Instructions for the task. In full and without change, return each entry.

• • •

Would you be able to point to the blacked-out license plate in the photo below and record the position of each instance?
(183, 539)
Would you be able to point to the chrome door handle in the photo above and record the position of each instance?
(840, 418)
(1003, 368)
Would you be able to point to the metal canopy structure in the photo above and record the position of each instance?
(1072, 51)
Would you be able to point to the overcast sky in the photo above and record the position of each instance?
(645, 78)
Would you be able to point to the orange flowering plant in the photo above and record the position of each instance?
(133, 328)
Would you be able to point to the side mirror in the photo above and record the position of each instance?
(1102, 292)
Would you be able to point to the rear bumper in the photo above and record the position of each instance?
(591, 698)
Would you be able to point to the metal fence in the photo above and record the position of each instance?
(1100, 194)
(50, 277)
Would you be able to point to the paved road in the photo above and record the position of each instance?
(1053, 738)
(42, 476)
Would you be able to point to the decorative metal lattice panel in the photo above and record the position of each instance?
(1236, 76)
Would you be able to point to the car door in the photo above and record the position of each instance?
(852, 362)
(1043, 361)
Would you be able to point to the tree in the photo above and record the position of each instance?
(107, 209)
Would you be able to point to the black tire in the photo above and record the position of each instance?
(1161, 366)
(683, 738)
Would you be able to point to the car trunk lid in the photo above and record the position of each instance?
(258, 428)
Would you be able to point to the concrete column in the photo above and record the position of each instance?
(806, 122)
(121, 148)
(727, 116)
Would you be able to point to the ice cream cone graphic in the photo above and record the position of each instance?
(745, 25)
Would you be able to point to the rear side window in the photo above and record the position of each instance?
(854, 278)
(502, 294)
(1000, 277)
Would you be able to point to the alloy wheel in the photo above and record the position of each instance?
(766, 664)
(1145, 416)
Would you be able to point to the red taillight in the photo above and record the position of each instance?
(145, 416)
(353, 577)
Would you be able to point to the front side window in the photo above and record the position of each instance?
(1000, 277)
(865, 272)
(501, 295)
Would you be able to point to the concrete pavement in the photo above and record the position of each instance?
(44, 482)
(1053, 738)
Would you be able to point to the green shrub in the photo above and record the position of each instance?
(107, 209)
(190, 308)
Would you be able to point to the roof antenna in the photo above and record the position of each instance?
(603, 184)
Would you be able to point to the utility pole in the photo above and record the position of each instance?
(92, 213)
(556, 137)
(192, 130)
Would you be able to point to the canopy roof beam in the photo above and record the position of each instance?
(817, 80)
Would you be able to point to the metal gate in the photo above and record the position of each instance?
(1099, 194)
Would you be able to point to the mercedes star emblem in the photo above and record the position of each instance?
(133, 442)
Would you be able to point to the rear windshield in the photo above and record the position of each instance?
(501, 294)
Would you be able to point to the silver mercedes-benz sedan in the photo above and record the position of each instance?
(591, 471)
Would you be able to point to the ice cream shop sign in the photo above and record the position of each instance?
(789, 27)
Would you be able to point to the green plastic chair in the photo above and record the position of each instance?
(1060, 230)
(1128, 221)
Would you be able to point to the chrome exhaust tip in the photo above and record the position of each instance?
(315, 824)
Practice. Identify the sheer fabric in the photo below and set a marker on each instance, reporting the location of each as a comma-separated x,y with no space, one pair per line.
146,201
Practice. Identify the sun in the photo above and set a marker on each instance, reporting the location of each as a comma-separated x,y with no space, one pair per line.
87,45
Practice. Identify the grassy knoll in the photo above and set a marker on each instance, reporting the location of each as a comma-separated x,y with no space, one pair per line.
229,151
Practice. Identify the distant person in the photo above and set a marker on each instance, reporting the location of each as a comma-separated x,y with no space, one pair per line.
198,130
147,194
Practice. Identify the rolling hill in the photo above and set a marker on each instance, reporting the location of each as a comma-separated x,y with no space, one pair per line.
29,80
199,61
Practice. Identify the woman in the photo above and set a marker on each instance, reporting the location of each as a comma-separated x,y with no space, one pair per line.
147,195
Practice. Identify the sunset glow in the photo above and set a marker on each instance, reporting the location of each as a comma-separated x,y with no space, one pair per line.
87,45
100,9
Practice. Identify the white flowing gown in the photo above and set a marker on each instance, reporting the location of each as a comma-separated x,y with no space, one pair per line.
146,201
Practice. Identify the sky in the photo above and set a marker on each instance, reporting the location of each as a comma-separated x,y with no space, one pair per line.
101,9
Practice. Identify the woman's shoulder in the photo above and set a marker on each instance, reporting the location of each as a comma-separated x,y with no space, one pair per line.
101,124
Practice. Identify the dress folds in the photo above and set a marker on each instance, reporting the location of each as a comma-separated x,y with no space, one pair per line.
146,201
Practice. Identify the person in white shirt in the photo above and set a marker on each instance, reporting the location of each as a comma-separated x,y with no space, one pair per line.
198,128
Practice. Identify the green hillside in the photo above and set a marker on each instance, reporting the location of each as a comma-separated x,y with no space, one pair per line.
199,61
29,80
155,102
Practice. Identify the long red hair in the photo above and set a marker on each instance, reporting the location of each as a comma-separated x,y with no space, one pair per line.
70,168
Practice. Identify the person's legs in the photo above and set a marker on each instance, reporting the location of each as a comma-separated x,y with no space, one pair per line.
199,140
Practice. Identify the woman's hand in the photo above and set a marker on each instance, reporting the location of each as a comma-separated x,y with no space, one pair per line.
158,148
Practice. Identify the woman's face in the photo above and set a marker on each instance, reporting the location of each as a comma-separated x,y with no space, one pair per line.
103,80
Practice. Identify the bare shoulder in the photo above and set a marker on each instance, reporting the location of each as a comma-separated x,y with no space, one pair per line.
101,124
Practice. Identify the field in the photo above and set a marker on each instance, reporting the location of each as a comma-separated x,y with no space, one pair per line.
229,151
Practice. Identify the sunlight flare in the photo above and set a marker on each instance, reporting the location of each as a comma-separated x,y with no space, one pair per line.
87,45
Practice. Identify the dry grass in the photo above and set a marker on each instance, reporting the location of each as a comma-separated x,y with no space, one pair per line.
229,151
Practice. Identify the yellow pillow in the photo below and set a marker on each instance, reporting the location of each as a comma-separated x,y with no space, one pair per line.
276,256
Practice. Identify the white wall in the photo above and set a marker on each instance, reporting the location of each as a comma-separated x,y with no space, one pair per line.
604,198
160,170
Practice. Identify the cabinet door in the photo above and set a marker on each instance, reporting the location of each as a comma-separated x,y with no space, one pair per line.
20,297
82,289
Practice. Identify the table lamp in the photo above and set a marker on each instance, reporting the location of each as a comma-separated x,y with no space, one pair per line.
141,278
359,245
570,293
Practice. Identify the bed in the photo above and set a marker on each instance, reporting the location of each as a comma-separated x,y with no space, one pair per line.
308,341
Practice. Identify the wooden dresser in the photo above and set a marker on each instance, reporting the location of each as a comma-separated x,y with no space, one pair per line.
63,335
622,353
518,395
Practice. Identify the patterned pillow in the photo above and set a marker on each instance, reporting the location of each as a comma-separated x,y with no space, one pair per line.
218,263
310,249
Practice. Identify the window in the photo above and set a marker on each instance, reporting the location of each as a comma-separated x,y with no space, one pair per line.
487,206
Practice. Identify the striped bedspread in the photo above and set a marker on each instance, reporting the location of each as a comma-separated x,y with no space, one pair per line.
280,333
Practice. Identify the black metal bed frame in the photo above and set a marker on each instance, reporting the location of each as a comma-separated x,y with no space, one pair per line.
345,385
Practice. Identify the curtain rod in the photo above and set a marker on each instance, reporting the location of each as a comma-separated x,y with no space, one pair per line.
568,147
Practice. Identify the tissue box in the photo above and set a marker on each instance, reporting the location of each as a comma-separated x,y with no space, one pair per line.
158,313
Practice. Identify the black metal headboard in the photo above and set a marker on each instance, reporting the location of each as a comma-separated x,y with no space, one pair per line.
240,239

• • •

Result below.
Would you be able to point to the blacked-out license plate in the photo below and record the position of each instance?
(183, 539)
Would you be able to point to the chrome door handle in the photo above and record the position of each instance?
(840, 418)
(1003, 368)
Would you be able to point to the metal canopy structure in the photo above and record the position of each instance?
(1072, 51)
Would you be able to point to the overcast sky in the photo above and record the position of each instance?
(645, 78)
Would you be able to point to the orange flowering plant in the photo above and record the position of each instance?
(133, 328)
Would you be able to point to the side mirror in the photo above and record the position of each instance?
(1102, 292)
Would you be able to point to the rear bumper in the photo above and record the position of each instance?
(591, 698)
Would you be able to point to the metal fence in the photo above and record the position of each instance?
(1100, 194)
(50, 277)
Would you be able to point to the paved road in the photo above and record the position of each instance?
(1053, 738)
(42, 476)
Would you be able to point to the decorative metal lattice panel in the photo above and record the position of each instance?
(1236, 76)
Would you be able to point to the car door in the photo above and record the position of each instance?
(852, 362)
(1043, 361)
Would you be able to point to the tree in the photo above and record the position of each instance?
(107, 209)
Would you be able to point to the black tire in the photo above and record the position of each instance?
(1161, 366)
(683, 738)
Would you be able to point to the car trunk lid in the photo above and record the position of each instance?
(258, 428)
Would you be able to point to the concrete column in the photo above and record the position of each instance?
(806, 122)
(121, 148)
(727, 116)
Would you be able to point to the ice cream cone graphic in the photo above and record the position of each instance?
(745, 25)
Would you be able to point to the rear side window in the photo above and record the position of each instance?
(854, 278)
(502, 294)
(1000, 277)
Would you be able to point to the alloy wheel in the photo above and record the position of each instance?
(766, 664)
(1145, 416)
Would you be able to point to the red taillight in the photo above and record the position of each instance?
(145, 416)
(353, 577)
Would you be able to point to the front side window in the photo above and record the position of each instance?
(1000, 277)
(865, 272)
(501, 295)
Would you be able to point to the concrete pavement in the photo above and record the position of each instance?
(44, 482)
(1053, 738)
Would you be able to point to the green shrub in the photo above and record the position of each instance?
(107, 209)
(190, 308)
Would you be able to point to the roof antenna in the photo above and record the position of each instance?
(603, 184)
Would you be able to point to the utility pole in the photo above and record the position of each instance?
(92, 213)
(556, 137)
(192, 130)
Would you be able to point to the canopy roof beam in the photo above and record the position of each instance?
(817, 80)
Would you be able to point to the metal gate in the photo above and record the position of each instance?
(1099, 194)
Would you be able to point to the mercedes star emblem in the photo above and record the position of each instance?
(133, 442)
Would you be able to point to the rear windshield in the photo above and record the position of each instance?
(501, 294)
Would you be able to point to the silver mercedes-benz sedan in the photo above and record the position of each instance?
(591, 471)
Would you be able to point to the ice cream shop sign in the photo above and record the position of each instance?
(789, 27)
Would you be able to point to the green plastic chair in the photo above and record the position of each instance?
(1060, 230)
(1128, 221)
Would you be able to point to the chrome exhaust tip in the photo above and record the position of each instance?
(315, 824)
Practice. Identify the sheer fabric in the photo below and set a marker on each instance, reporting the location of each as a comma-separated x,y with no space, one pair per line.
146,201
Practice. Identify the sun in the photo above and set a marker on each instance, reporting the location of each as a comma-separated x,y with no space, one pair per line.
87,45
Practice. Identify the grassy knoll in the photo above and set a marker on each instance, reporting the location of each as a comma-separated x,y with no space, one pair per line.
229,151
Practice. Identify the distant person in the photo above and set a marker on each instance, reporting the location of each as a comma-separated x,y with no space, one pair per line.
198,130
147,194
Practice. Identify the rolling hill in the photo above and set a marker on each instance, reporting the location of each as a comma-separated x,y with no space, one pair per line.
29,80
199,61
Practice. Identify the woman in the photo above and set a marker on each instance, reporting the location of each as a comma-separated x,y with no space, one pair per line.
147,195
Practice. Identify the sunset glow in the photo above and set a marker on each instance, reporting the location of each as a comma-separated x,y with no space, one pair per line.
87,45
100,9
Practice. Identify the white flowing gown in the photo above and set a marker on each instance, reporting the location of each as a comma-separated x,y with no space, one pair per line.
146,201
Practice. Identify the sky in the photo above and set a marker on each instance, reporting the location of each as a comma-separated x,y with no space, one pair per line.
101,9
Practice. Identify the woman's shoulder in the photo above and set a marker on each instance, reporting the location of each as a comma-separated x,y with no space, one pair per line.
101,124
Practice. Identify the dress folds in the photo above and set a marker on each instance, reporting the location of each as a comma-separated x,y with no space, one pair per line.
146,201
Practice. Identify the person in white shirt in the photo above and set a marker on each instance, reporting the location of each as a comma-separated x,y with no space, one pair per line.
198,128
Practice. Identify the green hillside in the photo above and set a marker on each instance, reporting the location of each as a comma-separated x,y with no space, one pair per line.
199,61
29,80
155,102
Practice. Identify the long red hair in the photo above and set a marker on each instance, reporting the location of each as a comma-separated x,y with no space, one pair per line.
70,168
Practice. Identify the person's legs in the photo above and set a marker on each instance, reporting the location of each as a comma-separated x,y with no space, one pair per line.
199,140
Practice. Identify the woman's hand in the photo above and set a marker on each instance, reporting the location of each as a comma-separated x,y with no space, one pair per line.
158,148
Practice. Identify the woman's face in the photo above and set a marker on each instance, reporting the location of each as a comma-separated x,y with no space, one pair per line.
103,80
Practice. Identify the bare shoulder in the photo above and set a marker on each instance, reporting the location of each as a comma-separated x,y with no space, one pair per line.
101,124
Practice. Identify the field in the photo above and set a marker on each instance, reporting the location of each as a comma-separated x,y with no space, one pair per line.
229,151
Practice. Identify the sunlight flare in the photo above and set a marker on each instance, reporting the location of each as a comma-separated x,y with no space, one pair per line.
87,45
Practice. Identify the dry grass in the photo above and set a marker on each instance, reporting the location of each as a comma-separated x,y with no space, one pair per line.
229,151
Practice. Identify the yellow pillow in the photo below and set a marker on each instance, reporting the location of each as a comma-separated x,y with no space, one pair per line.
276,256
Practice. Identify the white wall in the photo above and set a marker on each instance, reporting the location of each as a comma-separated x,y with no space, one pair per line.
604,198
160,170
Practice. Identify the cabinet door in the photo above and set a marker on each instance, reporting the location of each as a comma-separated x,y with no space, one pair per line.
20,297
82,289
Practice. Identify the table lamp in the photo above and set a marker on each instance, reporting the location of each as a comma-separated x,y with no space, one pair per line.
141,278
359,245
570,293
Practice. Identify the bed in the photo above and set a marker on each instance, reporting the location of each as a comma-separated x,y with no space, one pair per line.
308,341
Practice. Identify the wooden dresser in the photo above and set a marker on each instance, reporting the location of each as a comma-separated x,y with no space, one pair per line.
63,335
622,353
518,395
Practice. Identify the patterned pillow in the photo above and set a marker on each instance, reporting the location of each as a comma-separated x,y with no space, one pair per line.
218,263
310,249
Practice. Identify the window in the photo above and set a marker on each instance, reporting the location of each as a comma-separated x,y with no space, one pair per line.
487,206
Practice. Identify the striped bedspread in the photo above and set a marker on each instance, reporting the location of each as a comma-separated x,y with no space, one pair per line.
280,333
Practice. Identify the black metal bed frame in the photo above and set a marker on each instance, reporting the location of each as a comma-separated x,y with no space, one pair per line.
345,385
Practice. Identify the curtain rod in the photo above and set a marker on each instance, reporting the location of each as a comma-separated x,y with no space, one pair per line.
568,147
Practice. Identify the tissue box in the photo above and set a marker on each instance, reporting the location of each as a comma-separated x,y with no space, one pair per line.
158,313
Practice. Identify the black metal headboard in the photo above and set a marker on each instance, reporting the location of each as a comma-separated x,y with no space, one pair per line.
240,239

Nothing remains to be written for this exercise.